> Questions to answer:
**A)** Retype the article below on the UXO sculpture at the COPE visitor centre from "UXO Sculpture Completes" up to and including "an individual benefactor.".
**B)** Write what comes next in the article on the UXO sculpture at the COPE visitor centre, starting after its final sentence.

> Passage provided:

UXO Sculpture Completes Rehab Visitor Centre
The Cooperative Orthotic and Prosthetic Enterprise (COPE) visitor centre in Vientiane received a sculpture made almost entirely of unexploded ordnance (UXO) on Tuesday.
The artwork weighs nearly half a tonne and features a mother and child running in terror. It cost about US$2000 to make and was paid for entirely by an individual benefactor.
Located at the entrance to the centre, the sculpture will have a platform built around the base to finish it off.
“It’s a very powerful statement,” said COPE Project Coordinator Jo Pereira. “The platform will rise from rubble and bombs, showing the resilience of people and how they’ve rebuilt the country after all those years of war.
” The sculpture was designed by COPE staff and officials, and was created by Anousone ‘Ford’, an artist who works with metal.
“He’s very talented,” said Ms Pereira.
She explained they had also worked with him on the centre’s signature exhibit of a cluster bomb crater, which features on the organisation’s flyers, as well as the ‘prosthetic-leg furniture’ in their office.
The COPE visitor centre has been open to the public since February, but has yet to be opened officially.
Ms Pereira said they had been waiting for the anival of the sculpture. She added that she expected the centre’s official opening ceremony to take place in the next few weeks. Visitors wouldn’t have to wait until then to see the piece, however.
“It’s here to be looked at,” she said.
The centre features numerous exhibits, such as a typical villager’s house, as well as photography and video documentaries. Together they explain the effects of UXO on the lives of individuals, how artificial limbs are manufactured and the rehabilitation process.
Ms Pereira explained that the main aim of the centre was to showcase the work of the rehabilitation staff.

> Record extracts:
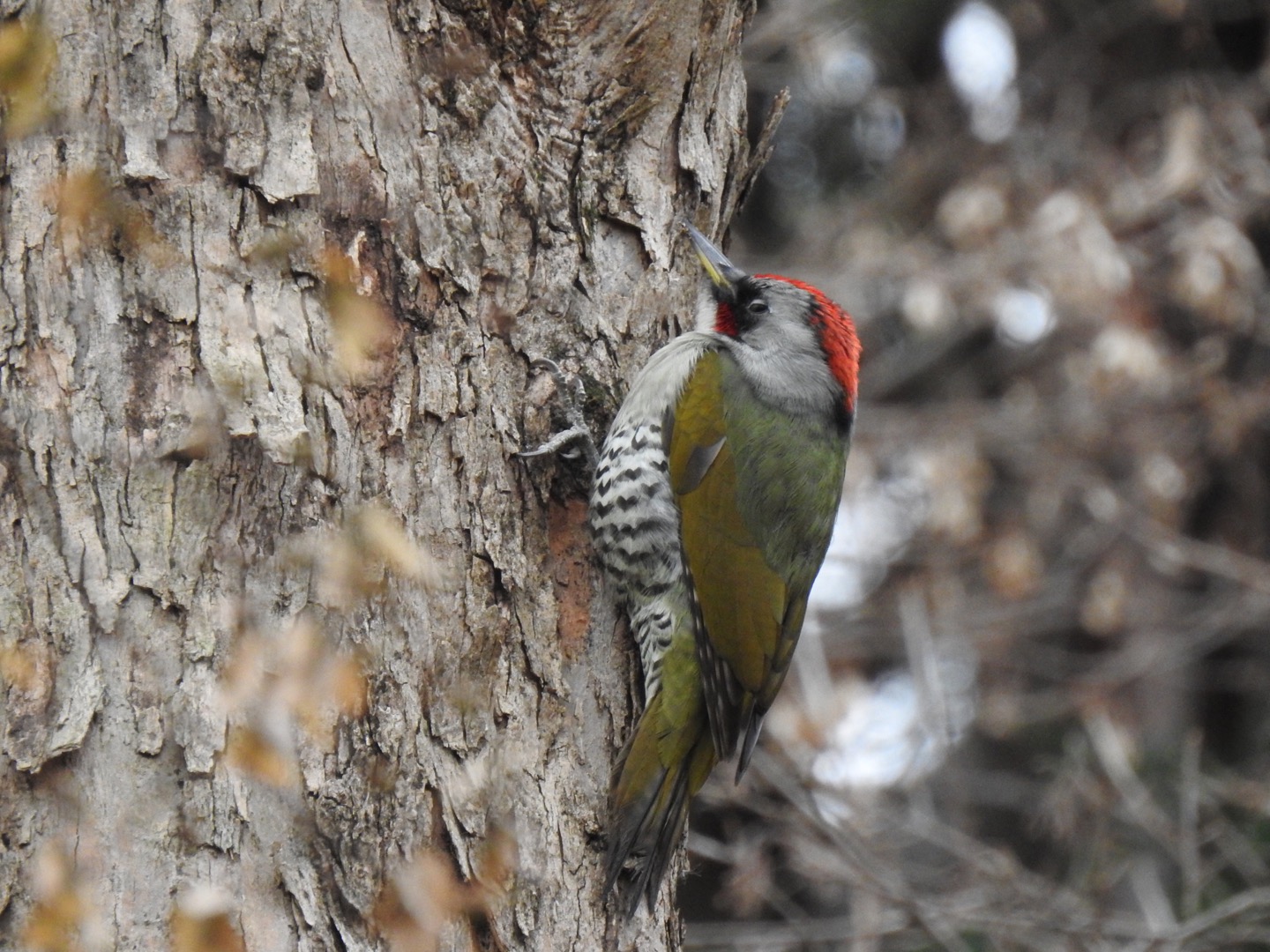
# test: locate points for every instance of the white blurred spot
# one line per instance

--

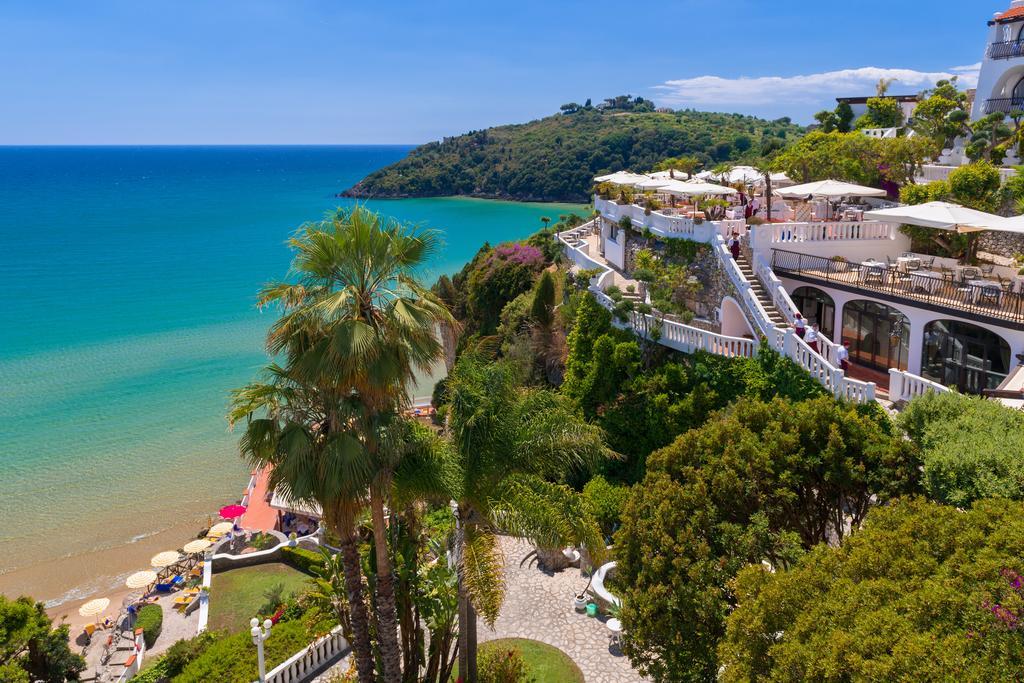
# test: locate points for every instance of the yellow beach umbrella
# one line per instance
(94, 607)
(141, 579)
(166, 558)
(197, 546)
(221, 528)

* * *

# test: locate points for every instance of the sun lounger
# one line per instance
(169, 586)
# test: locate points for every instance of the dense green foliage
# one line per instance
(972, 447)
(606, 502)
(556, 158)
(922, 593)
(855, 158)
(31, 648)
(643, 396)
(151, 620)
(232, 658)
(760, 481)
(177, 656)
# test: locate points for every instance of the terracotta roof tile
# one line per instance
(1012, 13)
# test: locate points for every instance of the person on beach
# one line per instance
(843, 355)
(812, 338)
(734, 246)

> Solved problems:
**A)**
UXO Sculpture Completes Rehab Visitor Centre
The Cooperative Orthotic and Prosthetic Enterprise (COPE) visitor centre in Vientiane received a sculpture made almost entirely of unexploded ordnance (UXO) on Tuesday.
The artwork weighs nearly half a tonne and features a mother and child running in terror. It cost about US$2000 to make and was paid for entirely by an individual benefactor.

**B)**
COPE deals with victim assistance rather than clearance and education. They work with the National Rehabilitation Centre in Vientiane to provide artificial limbs, limb support devices, walking aids and wheelchairs.
The limbs are made on site, an approach which is many times cheaper than importing them from developed countries. Artificial limbs and mobility devices are provided free of charge for those who cannot afford to pay for them. COPE currently serves around 1,500 patients a year.
The visitor centre is on Khou Vieng Road, 500 metres from the morning market, and is part of the National Rehabilitation Centre. The centre is open 9am-4pm Monday to Friday and entrance is free. There is a small attached cafe, and a shop where you can purchase items in support of COPE or make donations.
UXO injury is currently the most common reason people in Laos need an artificial limb. Road accidents are second and leprosy third. In rural communities it is tempting for families to hunt for and disarm UXO in order to sell the metal for scrap, which can lead to injury or death.
Laos is the most heavily bombed country per capita anywhere in the world. The Indochina War ended in 1975 but millions of pieces of UXO still litter the country and new casualties arising from UX0- related accidents continue to occur.